#### [DOCUMENT PASSAGE]
────────────────

Learning from the Past

By Rachel Hammett

With a quick look around and a sharp intake of breath, Joan slipped into the shadows of the passageway and bent over. Pulling up the hem of her skirt, she loosened the bounds of a cord tied around her ankle. With one swift motion, she picked up the little parcel that had fallen and straightened, flashing a smile around in case anyone caught sight of her strange action.

Clutching the small parcel to her chest, she scurried down the passageway past guards and councilmen, and entered a small room. There several ladies sat near the fire, chatting and amusing themselves before dinner was served. She saw the one she was searching for, a small, grayish woman sitting alone and talking to no one. Recently widowed, with children fighting for her fortune, the shrewd old woman was very lonely. “I brought you a present,” Joan whispered as she sat next to the small widow.

────────────────

Point labeling dataset excerpts:
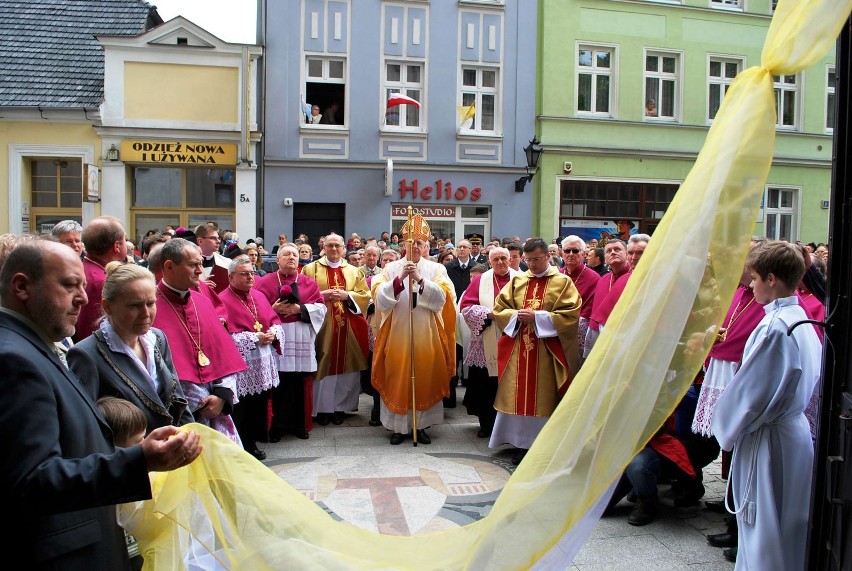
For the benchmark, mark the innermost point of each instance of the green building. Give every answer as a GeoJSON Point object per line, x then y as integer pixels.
{"type": "Point", "coordinates": [627, 91]}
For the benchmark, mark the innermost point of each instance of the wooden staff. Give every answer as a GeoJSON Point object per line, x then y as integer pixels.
{"type": "Point", "coordinates": [409, 255]}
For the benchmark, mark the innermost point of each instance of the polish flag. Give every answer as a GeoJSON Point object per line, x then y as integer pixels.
{"type": "Point", "coordinates": [395, 99]}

────────────────

#### [TASKS]
- A) Reproduce everything in the story passage from "By Rachel Hammett" down to "her strange action.".
- B) In the story passage, list each person or group of people Joan comes upon after she hurries down the passageway with the parcel, using the text's wording.

#### [RESPONSES IN ORDER]
- A)
By Rachel Hammett

With a quick look around and a sharp intake of breath, Joan slipped into the shadows of the passageway and bent over. Pulling up the hem of her skirt, she loosened the bounds of a cord tied around her ankle. With one swift motion, she picked up the little parcel that had fallen and straightened, flashing a smile around in case anyone caught sight of her strange action.

- B)
- guards
- councilmen
- several ladies
- a small, grayish woman (the widow)